### TÂCHES À RÉALISER
1. Selon le texte sur les Hurons, pourquoi la cérémonie des morts leur permet-elle enfin de pleurer leurs défunts ? Répondez en une à trois phrases.
2. Relevez toutes les origines de Joseph Boyden que cite le texte sur les Hurons.

Les hurons vivent dans de grands villages contenant parfois des milliers d'âmes, dans des « maisons-longues ». Ils cultivent les trois soeurs (maïs, haricot et orgeat), font du troc avec d'autres tribus (peau, légumes, etc.), ils chassent cerfs et lapins. Ils croient en la présence d' « orenda » en chaque chose (cette force vitale qui existe selon eux dans les hommes mais aussi dans les arbres, les animaux,…). Tous les douze ans a lieu la ‘'cérémonie des morts'' où ils vont retrouver les membres de leur famille décédés pour les célébrer et pouvoir enfin les pleurer. Car d'ordinaire ils ne montrent pas leurs faiblesses, leurs larmes. Au contraire, ils doivent montrer tout leur courage et bravoure. Même lors des tortures les plus atroces infligées par leurs ennemis, qui peuvent durer des jours, ils ne doivent pas ciller, faiblir et encore moins supplier.
Ce roman confirme l'incroyable plume de
Joseph Boyden. Avec ces origines mêlées (irlandaises, écossaises et indiennes) et son inscription chez les jésuites alors qu'il était adolescent, on comprend que cette période puisse le toucher comme il a su nous toucher en nous la racontant.

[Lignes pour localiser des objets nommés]
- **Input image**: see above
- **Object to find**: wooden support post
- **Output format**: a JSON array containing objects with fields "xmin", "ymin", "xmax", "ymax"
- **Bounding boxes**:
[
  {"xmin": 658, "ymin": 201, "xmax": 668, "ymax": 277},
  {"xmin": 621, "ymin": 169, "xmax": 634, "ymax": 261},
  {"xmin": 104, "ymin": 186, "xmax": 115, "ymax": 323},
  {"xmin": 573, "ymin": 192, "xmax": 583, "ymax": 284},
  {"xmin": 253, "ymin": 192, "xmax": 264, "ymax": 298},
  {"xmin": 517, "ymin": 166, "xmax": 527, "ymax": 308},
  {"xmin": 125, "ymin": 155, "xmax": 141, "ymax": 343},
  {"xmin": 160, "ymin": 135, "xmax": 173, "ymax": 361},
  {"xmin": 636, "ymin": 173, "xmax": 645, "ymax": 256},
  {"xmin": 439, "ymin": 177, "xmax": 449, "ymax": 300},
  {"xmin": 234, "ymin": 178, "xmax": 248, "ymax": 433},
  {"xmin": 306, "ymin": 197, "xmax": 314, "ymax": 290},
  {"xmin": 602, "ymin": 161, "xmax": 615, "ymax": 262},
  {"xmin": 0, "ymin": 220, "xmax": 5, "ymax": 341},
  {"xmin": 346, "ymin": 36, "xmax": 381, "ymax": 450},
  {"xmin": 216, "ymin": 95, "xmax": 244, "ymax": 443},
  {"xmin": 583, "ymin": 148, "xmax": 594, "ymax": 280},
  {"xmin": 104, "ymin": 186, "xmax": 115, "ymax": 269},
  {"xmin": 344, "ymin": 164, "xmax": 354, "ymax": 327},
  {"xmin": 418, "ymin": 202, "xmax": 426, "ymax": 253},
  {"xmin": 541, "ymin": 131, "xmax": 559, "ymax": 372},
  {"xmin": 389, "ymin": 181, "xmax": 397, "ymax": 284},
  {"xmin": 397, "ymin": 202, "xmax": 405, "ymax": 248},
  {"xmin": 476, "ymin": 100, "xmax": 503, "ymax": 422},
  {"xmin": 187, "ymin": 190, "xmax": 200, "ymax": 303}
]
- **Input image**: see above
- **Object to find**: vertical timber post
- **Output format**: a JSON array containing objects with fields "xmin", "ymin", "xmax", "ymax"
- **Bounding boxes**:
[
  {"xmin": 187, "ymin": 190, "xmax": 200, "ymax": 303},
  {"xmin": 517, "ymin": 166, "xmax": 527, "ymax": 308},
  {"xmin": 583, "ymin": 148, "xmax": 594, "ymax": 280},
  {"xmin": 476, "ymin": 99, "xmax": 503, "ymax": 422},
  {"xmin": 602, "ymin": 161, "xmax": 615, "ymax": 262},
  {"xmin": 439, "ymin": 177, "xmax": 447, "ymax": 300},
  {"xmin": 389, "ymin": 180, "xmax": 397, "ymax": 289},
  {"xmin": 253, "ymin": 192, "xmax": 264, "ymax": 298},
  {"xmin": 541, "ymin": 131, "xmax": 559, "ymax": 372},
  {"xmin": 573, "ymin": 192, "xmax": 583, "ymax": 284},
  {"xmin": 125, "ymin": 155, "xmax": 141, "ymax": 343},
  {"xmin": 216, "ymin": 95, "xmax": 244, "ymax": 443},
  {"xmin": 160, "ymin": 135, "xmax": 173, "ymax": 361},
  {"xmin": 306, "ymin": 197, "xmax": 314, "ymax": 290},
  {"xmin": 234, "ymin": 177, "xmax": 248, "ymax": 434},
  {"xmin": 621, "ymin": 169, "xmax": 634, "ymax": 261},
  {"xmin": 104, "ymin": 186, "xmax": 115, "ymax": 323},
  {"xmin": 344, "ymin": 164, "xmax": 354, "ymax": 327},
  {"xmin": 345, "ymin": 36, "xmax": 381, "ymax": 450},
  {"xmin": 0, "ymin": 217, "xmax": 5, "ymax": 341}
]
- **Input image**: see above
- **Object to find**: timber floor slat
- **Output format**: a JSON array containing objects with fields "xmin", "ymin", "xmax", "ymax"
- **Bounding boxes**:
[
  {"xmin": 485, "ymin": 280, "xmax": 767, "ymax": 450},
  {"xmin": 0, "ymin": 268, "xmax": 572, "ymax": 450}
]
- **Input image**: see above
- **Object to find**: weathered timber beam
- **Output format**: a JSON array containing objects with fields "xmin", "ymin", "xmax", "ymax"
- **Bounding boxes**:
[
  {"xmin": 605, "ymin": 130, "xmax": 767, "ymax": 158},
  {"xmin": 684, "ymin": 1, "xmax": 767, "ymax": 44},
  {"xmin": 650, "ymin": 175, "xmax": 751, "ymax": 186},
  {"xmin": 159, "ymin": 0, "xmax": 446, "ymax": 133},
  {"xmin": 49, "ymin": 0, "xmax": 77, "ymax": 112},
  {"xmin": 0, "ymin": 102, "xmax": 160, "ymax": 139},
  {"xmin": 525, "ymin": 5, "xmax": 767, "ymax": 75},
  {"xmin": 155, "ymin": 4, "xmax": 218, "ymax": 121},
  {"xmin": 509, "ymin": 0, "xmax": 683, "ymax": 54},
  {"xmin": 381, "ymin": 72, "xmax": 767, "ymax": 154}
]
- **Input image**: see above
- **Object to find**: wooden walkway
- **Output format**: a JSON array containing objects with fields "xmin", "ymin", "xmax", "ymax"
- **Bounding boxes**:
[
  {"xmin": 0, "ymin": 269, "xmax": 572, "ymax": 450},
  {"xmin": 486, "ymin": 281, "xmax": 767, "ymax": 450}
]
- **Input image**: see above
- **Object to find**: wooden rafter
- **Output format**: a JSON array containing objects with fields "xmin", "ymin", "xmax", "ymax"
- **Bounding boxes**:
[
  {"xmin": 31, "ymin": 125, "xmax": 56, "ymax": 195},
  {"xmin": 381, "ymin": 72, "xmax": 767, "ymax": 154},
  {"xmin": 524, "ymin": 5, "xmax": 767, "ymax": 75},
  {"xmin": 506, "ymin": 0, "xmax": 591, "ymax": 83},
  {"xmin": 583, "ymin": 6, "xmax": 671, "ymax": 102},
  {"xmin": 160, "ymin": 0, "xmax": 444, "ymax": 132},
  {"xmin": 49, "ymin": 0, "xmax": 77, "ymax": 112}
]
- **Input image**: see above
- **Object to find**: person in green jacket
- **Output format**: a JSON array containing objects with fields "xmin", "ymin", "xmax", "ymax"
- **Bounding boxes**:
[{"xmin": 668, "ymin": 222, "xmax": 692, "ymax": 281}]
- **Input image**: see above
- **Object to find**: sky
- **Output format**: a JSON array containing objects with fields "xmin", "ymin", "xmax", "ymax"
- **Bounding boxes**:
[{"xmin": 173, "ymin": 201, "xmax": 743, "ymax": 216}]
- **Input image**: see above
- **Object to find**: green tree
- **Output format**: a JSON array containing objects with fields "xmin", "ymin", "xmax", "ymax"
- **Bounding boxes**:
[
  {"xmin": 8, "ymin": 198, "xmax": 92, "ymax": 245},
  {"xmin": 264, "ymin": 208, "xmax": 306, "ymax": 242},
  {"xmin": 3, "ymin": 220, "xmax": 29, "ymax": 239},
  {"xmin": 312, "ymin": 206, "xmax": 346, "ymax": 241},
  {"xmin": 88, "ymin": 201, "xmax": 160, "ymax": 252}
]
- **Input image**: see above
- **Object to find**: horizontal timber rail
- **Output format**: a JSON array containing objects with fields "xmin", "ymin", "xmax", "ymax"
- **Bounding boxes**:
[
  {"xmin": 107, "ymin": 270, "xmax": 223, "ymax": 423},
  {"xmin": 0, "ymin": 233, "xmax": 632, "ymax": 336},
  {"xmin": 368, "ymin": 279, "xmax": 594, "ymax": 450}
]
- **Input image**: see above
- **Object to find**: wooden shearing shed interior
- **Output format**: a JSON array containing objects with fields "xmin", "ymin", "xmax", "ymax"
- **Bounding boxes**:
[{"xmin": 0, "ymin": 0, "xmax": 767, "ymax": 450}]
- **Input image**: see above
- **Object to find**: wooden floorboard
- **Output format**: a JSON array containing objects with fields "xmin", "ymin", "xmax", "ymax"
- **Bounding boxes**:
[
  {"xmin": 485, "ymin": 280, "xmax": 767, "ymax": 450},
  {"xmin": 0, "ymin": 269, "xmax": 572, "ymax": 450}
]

### RÉPONSES FINALES
1. D'ordinaire, les Hurons ne montrent ni leurs faiblesses ni leurs larmes. Ils doivent au contraire faire preuve de courage et de bravoure, sans ciller ni faiblir, même sous les tortures de leurs ennemis.

2. Irlandaises, écossaises et indiennes.